### GIVEN PROBLEM:
Rewrite the listing lines starting at the line with "the small structure" and ending at the line with "pixel 180 258", renaming "dirt mound" to "soil heap" and changing nothing else. Give only those lines.

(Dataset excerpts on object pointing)
+++

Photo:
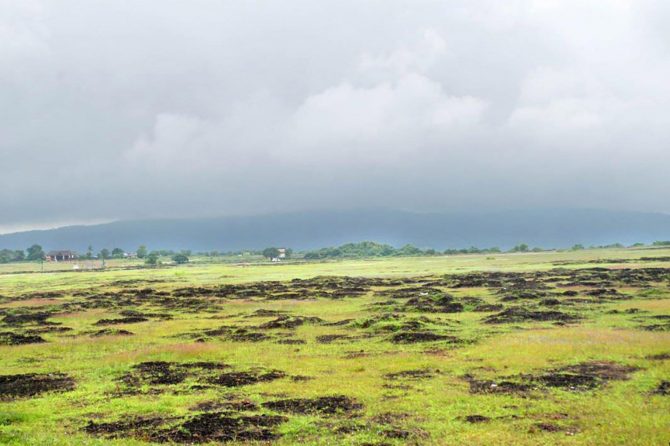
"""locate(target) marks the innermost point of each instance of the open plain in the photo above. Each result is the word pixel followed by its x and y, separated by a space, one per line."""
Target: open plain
pixel 552 348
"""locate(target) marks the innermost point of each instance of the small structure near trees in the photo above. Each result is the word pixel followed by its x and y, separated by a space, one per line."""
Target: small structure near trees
pixel 61 255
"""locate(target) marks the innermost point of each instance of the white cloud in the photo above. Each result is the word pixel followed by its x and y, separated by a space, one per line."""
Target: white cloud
pixel 411 104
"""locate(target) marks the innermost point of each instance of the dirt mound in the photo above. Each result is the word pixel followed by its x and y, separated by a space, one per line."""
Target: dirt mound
pixel 30 318
pixel 417 374
pixel 222 427
pixel 27 385
pixel 663 388
pixel 266 313
pixel 237 379
pixel 291 341
pixel 502 386
pixel 579 377
pixel 218 406
pixel 476 419
pixel 484 308
pixel 140 426
pixel 9 338
pixel 658 357
pixel 325 405
pixel 437 303
pixel 411 337
pixel 203 428
pixel 329 339
pixel 158 375
pixel 520 314
pixel 122 320
pixel 111 332
pixel 290 322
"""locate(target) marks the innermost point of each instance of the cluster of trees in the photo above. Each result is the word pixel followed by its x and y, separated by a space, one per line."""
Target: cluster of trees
pixel 272 253
pixel 366 249
pixel 9 255
pixel 34 252
pixel 153 258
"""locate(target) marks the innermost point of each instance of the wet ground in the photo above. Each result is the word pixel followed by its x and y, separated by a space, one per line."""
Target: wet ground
pixel 429 317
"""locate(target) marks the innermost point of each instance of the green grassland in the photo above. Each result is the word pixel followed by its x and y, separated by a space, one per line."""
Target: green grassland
pixel 552 348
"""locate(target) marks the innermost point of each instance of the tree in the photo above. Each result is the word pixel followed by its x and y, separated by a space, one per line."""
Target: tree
pixel 521 247
pixel 152 258
pixel 35 252
pixel 142 252
pixel 270 253
pixel 180 258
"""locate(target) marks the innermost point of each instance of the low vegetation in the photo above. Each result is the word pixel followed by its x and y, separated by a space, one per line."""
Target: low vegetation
pixel 527 348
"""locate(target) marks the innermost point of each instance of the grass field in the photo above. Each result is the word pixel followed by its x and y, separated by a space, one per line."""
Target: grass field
pixel 553 348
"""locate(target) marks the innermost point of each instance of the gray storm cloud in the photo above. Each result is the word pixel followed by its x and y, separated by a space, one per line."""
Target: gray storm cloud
pixel 114 109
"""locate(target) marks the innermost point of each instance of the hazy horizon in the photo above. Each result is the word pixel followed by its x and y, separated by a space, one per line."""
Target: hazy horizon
pixel 123 111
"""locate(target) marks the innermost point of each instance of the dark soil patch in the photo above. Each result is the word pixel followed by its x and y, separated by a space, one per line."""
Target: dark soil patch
pixel 474 419
pixel 585 376
pixel 662 389
pixel 412 374
pixel 9 338
pixel 411 337
pixel 234 405
pixel 237 379
pixel 326 405
pixel 441 303
pixel 111 332
pixel 291 341
pixel 222 427
pixel 502 386
pixel 141 427
pixel 580 377
pixel 520 314
pixel 266 313
pixel 329 339
pixel 163 373
pixel 28 385
pixel 546 427
pixel 203 428
pixel 31 318
pixel 290 322
pixel 488 307
pixel 123 320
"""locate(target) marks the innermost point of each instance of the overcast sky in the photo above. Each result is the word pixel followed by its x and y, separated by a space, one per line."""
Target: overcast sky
pixel 124 109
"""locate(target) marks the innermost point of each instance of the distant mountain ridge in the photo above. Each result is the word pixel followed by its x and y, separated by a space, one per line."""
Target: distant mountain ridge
pixel 317 229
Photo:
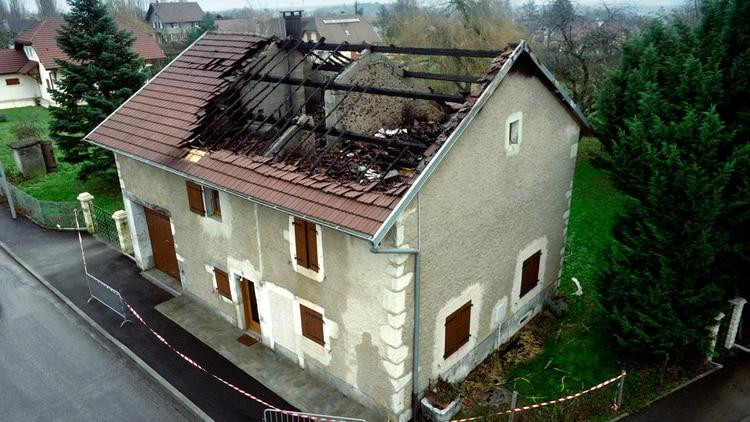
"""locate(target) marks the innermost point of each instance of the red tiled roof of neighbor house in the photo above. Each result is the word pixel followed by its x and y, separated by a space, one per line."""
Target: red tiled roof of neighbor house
pixel 153 123
pixel 14 61
pixel 43 37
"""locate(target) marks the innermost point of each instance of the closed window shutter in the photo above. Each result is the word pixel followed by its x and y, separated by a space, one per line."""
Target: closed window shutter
pixel 300 240
pixel 457 329
pixel 530 273
pixel 195 198
pixel 222 283
pixel 312 324
pixel 312 246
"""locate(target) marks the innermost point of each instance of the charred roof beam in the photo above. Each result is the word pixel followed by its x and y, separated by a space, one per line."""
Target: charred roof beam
pixel 417 51
pixel 390 92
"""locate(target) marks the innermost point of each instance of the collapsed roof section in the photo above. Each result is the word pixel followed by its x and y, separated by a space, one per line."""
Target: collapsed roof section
pixel 296 125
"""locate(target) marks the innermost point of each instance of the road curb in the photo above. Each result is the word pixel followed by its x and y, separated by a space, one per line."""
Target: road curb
pixel 704 374
pixel 140 362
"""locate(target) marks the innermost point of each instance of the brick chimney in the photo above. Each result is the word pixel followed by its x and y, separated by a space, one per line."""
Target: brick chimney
pixel 293 23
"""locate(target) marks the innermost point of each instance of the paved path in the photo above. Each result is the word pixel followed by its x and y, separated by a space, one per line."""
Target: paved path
pixel 55 256
pixel 723 396
pixel 53 366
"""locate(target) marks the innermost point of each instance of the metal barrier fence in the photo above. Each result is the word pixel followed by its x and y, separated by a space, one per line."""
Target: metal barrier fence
pixel 107 296
pixel 104 226
pixel 57 215
pixel 278 415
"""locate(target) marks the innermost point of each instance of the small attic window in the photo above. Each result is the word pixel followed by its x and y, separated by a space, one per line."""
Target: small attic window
pixel 513 133
pixel 194 155
pixel 513 140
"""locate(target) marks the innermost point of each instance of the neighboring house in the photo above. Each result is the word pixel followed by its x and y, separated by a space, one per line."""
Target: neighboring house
pixel 39 44
pixel 310 219
pixel 11 26
pixel 19 79
pixel 171 21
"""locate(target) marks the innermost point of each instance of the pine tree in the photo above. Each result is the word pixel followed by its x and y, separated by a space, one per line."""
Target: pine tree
pixel 101 73
pixel 663 286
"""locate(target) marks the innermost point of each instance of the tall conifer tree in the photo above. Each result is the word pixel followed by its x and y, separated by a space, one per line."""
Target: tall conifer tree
pixel 101 73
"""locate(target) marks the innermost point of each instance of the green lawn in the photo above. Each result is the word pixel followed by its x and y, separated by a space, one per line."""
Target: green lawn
pixel 576 351
pixel 62 185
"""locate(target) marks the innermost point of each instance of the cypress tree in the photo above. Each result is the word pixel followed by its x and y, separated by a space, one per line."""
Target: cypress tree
pixel 101 73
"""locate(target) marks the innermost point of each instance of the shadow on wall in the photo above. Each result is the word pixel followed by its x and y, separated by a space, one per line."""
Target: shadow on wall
pixel 371 373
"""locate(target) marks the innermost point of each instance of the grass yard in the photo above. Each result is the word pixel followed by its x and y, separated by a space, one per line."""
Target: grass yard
pixel 553 357
pixel 62 185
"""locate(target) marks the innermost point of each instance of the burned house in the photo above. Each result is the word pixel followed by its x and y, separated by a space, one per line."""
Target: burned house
pixel 305 197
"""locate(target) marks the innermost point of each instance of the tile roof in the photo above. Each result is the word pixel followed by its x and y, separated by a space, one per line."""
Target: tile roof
pixel 176 12
pixel 13 61
pixel 43 37
pixel 153 123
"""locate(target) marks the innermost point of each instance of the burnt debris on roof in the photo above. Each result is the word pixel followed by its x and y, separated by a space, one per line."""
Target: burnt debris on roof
pixel 366 121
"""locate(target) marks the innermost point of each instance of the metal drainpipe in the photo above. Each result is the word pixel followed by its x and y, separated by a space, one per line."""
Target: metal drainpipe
pixel 415 345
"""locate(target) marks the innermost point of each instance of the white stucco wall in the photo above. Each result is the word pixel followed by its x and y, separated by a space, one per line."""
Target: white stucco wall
pixel 361 295
pixel 485 210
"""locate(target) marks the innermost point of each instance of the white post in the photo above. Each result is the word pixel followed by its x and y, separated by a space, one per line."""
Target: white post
pixel 714 333
pixel 734 321
pixel 8 193
pixel 123 234
pixel 85 199
pixel 513 403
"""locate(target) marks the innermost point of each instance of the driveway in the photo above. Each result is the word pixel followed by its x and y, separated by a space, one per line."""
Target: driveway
pixel 723 396
pixel 54 367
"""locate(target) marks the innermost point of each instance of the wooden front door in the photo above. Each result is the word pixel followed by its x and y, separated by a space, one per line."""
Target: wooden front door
pixel 162 243
pixel 250 305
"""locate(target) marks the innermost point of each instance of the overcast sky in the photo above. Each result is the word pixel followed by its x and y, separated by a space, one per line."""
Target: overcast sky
pixel 214 5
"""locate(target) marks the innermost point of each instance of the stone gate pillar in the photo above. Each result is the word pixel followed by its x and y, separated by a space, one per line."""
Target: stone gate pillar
pixel 123 233
pixel 734 321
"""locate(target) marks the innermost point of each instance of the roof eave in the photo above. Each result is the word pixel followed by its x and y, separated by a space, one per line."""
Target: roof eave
pixel 443 151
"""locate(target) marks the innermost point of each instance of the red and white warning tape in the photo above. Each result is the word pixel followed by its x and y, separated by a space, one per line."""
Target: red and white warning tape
pixel 194 363
pixel 264 403
pixel 547 403
pixel 187 359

+++

### EXERCISE RESULT:
"""locate(target) marks the innermost point of each instance of the small structure near trees in the photo above. Each result is the word pixel followed by its x and y, separated by a space, one per line."""
Target: small structure near trees
pixel 61 255
"""locate(target) marks the innermost point of each instance of the white cloud in the photo above. Each result is the word pixel followed by its x and y, separated by a space, one per line."""
Target: white cloud
pixel 411 104
"""locate(target) marks the innermost point of each instance of the soil heap in the photo above. Each result is the word pixel followed by its x and y, separated by a space, one per line."""
Target: soil heap
pixel 30 318
pixel 417 374
pixel 222 427
pixel 27 385
pixel 663 388
pixel 266 313
pixel 237 379
pixel 291 341
pixel 502 386
pixel 579 377
pixel 218 406
pixel 476 419
pixel 484 308
pixel 140 426
pixel 9 338
pixel 658 357
pixel 325 405
pixel 437 303
pixel 411 337
pixel 203 428
pixel 329 339
pixel 158 375
pixel 520 314
pixel 122 320
pixel 111 332
pixel 290 322
"""locate(target) marks the innermost point of each instance of the cluster of trees in the photo above. Each result is the word pixel followed by its x and y, separated by a space, one per line."""
Target: cluster of trees
pixel 272 253
pixel 366 249
pixel 9 255
pixel 34 252
pixel 153 258
"""locate(target) marks the innermost point of each instance of the wet ground in the photo above. Each result is the word pixel followed by its x and y, separated by a space, one per line."""
Target: wet ground
pixel 429 317
"""locate(target) marks the innermost point of each instance of the green grassland in the photo above. Each result is the word pixel followed by its x and y, separated by a space, one per line."""
Target: green grassland
pixel 552 348
"""locate(target) marks the innermost point of each instance of the tree in the photo above. Each result is the word pixel followed by its x and y, separated by a space, one per line."""
Target: tree
pixel 521 247
pixel 152 258
pixel 35 252
pixel 142 252
pixel 270 253
pixel 180 258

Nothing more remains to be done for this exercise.